### Provided text:
[START]
BERLIN — Jewish life around the world is under attack once again by ‘‘classic traditional antisemitism,’’ according to a report by an Israeli university released Wednesday.

While acts of violent anti-Semitism dropped 9 percent from 2016 to 2017, other incidents such as abuse and harassment are on the rise and have led to a ‘‘certain corrosion of Jewish life.’’

The study blames the surge on ‘‘the constant rise of the extreme right, a heated anti-Zionist discourse in the left, accompanied by harsh antisemitic expressions, and radical Islamism.’’

In its latest assessment. Kantor Center for the Study of Contemporary European Jewry at Tel Aviv University says ‘‘Europe’s largest Jewish communities are experiencing a normalization and mainstreaming of antisemitism not seen since the Second World War.’’

‘‘There has been an increase in open, unashamed, and explicit hatred directed against Jews. The Jew as exploiter, the Jew as killer, the Jew as banker. It is like we have regressed 100 years,’’ the president of the European Jewish Congress, Moshe Kantor, was quoted as saying in a statement.

In recent weeks, thousands marched in London against what they perceive to be blatant anti-Semitism in Britain’s mainstream Labour Party. In France, the Paris prosecutor’s office is investigating whether anti-Semitism was a motivation for the killing of an 85-year-old Holocaust survivor. There has also been a string of anti-Semitic incidents in German schools in recent weeks. And in Poland, a renowned anti-racism activist was recently branded a traitor after speaking out against a controversial anti-defamation law concerning Holocaust complicity.

‘‘The result is of a Jewish community in many places around the world living in fear,’’ Kantor was quoted as saying in a statement.
[END]
### Source excerpt:
[START]
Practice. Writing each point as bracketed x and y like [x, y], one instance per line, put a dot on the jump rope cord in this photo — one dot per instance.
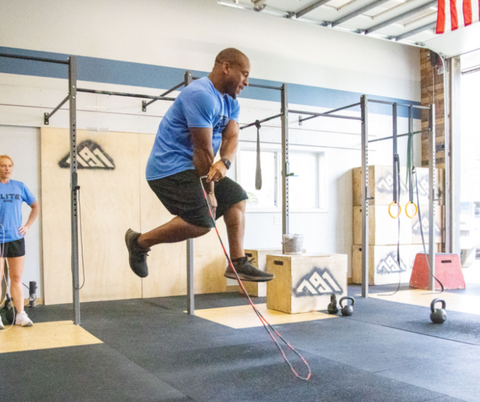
[END]
### What is asked:
[1] Duplicate the part of the article on antisemitism between "The study blames" and "Kantor, was quoted as saying in a statement.", inclusive.
[2] According to the article on antisemitism, by what percentage did acts of violent anti-Semitism drop from 2016 to 2017?
[3] In one to three sentences, explain what the study in the article on antisemitism blames for the surge in antisemitic incidents.

### List of solutions:
[1]
The study blames the surge on ‘‘the constant rise of the extreme right, a heated anti-Zionist discourse in the left, accompanied by harsh antisemitic expressions, and radical Islamism.’’

In its latest assessment. Kantor Center for the Study of Contemporary European Jewry at Tel Aviv University says ‘‘Europe’s largest Jewish communities are experiencing a normalization and mainstreaming of antisemitism not seen since the Second World War.’’

‘‘There has been an increase in open, unashamed, and explicit hatred directed against Jews. The Jew as exploiter, the Jew as killer, the Jew as banker. It is like we have regressed 100 years,’’ the president of the European Jewish Congress, Moshe Kantor, was quoted as saying in a statement.

[2] They dropped 9 percent.

[3] The study blames the surge on the constant rise of the extreme right and on a heated anti-Zionist discourse in the left, accompanied by harsh antisemitic expressions. It also names radical Islamism as a cause.